Stored records
● ● ●

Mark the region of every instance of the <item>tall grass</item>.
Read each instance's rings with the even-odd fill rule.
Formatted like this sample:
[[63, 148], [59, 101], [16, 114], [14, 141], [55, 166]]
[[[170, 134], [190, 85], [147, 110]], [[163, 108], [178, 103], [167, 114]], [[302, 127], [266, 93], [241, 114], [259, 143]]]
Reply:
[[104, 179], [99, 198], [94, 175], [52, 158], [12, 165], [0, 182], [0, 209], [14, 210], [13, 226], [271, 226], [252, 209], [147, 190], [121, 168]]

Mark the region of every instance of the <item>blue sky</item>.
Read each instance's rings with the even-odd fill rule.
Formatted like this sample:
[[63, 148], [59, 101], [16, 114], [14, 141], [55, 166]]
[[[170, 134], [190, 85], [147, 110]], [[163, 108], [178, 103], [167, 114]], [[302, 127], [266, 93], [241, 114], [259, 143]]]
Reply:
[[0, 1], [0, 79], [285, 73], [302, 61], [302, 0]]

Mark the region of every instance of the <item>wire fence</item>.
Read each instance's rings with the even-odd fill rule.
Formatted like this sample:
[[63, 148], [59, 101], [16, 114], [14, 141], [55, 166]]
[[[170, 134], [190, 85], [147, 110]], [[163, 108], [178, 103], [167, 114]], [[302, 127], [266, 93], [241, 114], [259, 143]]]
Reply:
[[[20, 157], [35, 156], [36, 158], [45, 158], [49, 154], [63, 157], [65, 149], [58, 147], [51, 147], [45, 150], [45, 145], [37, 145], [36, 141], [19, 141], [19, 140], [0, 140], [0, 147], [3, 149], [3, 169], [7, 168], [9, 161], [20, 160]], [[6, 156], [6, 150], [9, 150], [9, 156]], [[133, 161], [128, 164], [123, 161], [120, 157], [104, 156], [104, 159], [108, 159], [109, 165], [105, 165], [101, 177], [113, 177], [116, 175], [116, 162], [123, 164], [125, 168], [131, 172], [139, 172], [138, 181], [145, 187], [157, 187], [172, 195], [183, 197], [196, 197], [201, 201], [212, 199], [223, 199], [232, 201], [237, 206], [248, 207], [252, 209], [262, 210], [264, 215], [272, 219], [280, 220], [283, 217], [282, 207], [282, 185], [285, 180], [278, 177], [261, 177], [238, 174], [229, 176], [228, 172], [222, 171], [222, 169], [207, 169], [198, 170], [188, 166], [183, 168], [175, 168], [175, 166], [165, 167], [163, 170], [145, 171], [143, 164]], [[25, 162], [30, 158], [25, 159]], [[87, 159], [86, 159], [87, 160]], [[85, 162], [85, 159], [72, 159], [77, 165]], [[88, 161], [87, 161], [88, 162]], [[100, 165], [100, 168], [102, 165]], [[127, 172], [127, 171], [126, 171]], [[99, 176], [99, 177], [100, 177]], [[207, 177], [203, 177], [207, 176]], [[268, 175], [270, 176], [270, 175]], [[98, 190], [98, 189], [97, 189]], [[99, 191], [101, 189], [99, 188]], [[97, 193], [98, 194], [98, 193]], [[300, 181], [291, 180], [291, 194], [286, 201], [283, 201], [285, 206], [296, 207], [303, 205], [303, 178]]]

● ● ●

*Written request*
Please reproduce the records word for word, from the line with "Mark the region of every instance of the <item>blue" to the line with "[[0, 1], [0, 79], [285, 73], [302, 61], [302, 0]]", both lines included.

*Result*
Mark the region of every instance of the <item>blue sky</item>.
Read each instance's rings with the even-odd fill rule.
Formatted like this sample:
[[63, 148], [59, 101], [16, 114], [14, 141], [55, 166]]
[[[170, 134], [190, 85], [147, 110]], [[163, 108], [178, 103], [167, 114]], [[302, 127], [266, 93], [241, 114], [259, 143]]]
Reply:
[[0, 1], [0, 79], [285, 73], [302, 61], [302, 0]]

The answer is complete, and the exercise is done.